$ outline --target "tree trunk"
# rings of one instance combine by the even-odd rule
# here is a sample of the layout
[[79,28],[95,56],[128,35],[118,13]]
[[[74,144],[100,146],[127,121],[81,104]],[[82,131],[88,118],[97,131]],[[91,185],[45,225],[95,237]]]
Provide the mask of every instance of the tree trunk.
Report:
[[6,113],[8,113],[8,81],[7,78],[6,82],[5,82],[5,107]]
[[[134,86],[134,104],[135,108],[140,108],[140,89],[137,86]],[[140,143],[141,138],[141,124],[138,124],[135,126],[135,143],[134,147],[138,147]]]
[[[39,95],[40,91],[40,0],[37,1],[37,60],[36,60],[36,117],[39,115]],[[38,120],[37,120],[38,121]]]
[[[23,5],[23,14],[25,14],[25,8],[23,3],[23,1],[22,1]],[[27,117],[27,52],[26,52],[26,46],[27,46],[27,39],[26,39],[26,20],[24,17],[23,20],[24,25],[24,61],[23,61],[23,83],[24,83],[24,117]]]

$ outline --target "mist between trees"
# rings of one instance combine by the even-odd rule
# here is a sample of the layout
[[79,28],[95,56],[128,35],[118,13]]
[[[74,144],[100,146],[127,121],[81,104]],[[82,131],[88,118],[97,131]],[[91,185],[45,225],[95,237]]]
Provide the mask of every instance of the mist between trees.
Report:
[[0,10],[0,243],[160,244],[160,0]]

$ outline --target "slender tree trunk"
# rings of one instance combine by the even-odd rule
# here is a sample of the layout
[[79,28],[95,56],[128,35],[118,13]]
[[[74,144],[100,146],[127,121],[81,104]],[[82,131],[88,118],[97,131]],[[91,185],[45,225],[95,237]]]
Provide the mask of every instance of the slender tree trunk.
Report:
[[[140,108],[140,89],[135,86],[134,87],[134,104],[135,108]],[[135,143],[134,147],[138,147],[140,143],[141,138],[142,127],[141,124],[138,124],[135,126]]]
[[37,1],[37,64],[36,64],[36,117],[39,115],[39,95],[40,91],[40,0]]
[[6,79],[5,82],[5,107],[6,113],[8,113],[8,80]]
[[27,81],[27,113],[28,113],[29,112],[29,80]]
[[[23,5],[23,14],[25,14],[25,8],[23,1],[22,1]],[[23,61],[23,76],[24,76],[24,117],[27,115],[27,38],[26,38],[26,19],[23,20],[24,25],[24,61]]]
################
## WHAT YOU NEED TO DO
Set down all of the data above, word for word.

## FULL RESPONSE
$ outline --target "tree trunk"
# rings of one instance combine by the even-odd rule
# here is a sample of the layout
[[79,28],[95,56],[128,35],[118,13]]
[[[74,144],[100,146],[127,121],[81,104]],[[82,131],[88,118],[97,131]],[[91,185],[45,225],[95,237]]]
Provide the mask of every instance of the tree trunk.
Report:
[[6,113],[8,113],[8,81],[7,78],[6,82],[5,82],[5,107]]
[[[134,86],[134,104],[135,108],[140,108],[140,89],[137,86]],[[140,143],[141,138],[141,124],[138,124],[135,126],[135,143],[134,147],[138,147]]]
[[[39,95],[40,91],[40,0],[37,1],[37,60],[36,60],[36,117],[39,115]],[[38,120],[37,120],[38,121]]]
[[[23,5],[23,14],[25,14],[25,8],[23,3],[23,1],[22,1]],[[27,117],[27,52],[26,52],[26,46],[27,46],[27,39],[26,39],[26,20],[24,17],[23,20],[24,25],[24,61],[23,61],[23,83],[24,83],[24,117]]]

$ outline --target "mist between trees"
# rings of one instance combine by the even-odd rule
# here is a sample of the layout
[[79,28],[95,56],[128,35],[118,13]]
[[[74,144],[100,146],[127,121],[81,104]],[[82,131],[88,118],[97,131]],[[91,185],[45,225],[95,237]]]
Provide the mask of every instance of the mist between trees.
Report:
[[0,10],[0,243],[160,244],[160,0]]

$ outline --target "slender tree trunk"
# rings of one instance combine by the even-odd rule
# here is a sample of the layout
[[79,28],[95,56],[128,35],[118,13]]
[[[74,144],[100,146],[127,121],[81,104]],[[82,131],[88,118],[97,131]],[[91,185],[45,225],[95,237]]]
Provide the mask of every instance of the slender tree trunk.
Report:
[[[140,108],[140,89],[135,86],[134,87],[134,104],[135,108]],[[135,143],[134,147],[138,147],[140,143],[141,138],[142,127],[141,124],[138,124],[135,126]]]
[[37,1],[37,64],[36,64],[36,117],[39,115],[39,95],[40,91],[40,0]]
[[6,79],[5,82],[5,107],[6,113],[8,113],[8,80]]
[[27,81],[27,113],[28,113],[29,112],[29,80]]
[[[23,5],[23,14],[25,14],[25,8],[23,1],[22,1]],[[23,61],[23,76],[24,76],[24,117],[27,115],[27,38],[26,38],[26,19],[23,20],[24,25],[24,61]]]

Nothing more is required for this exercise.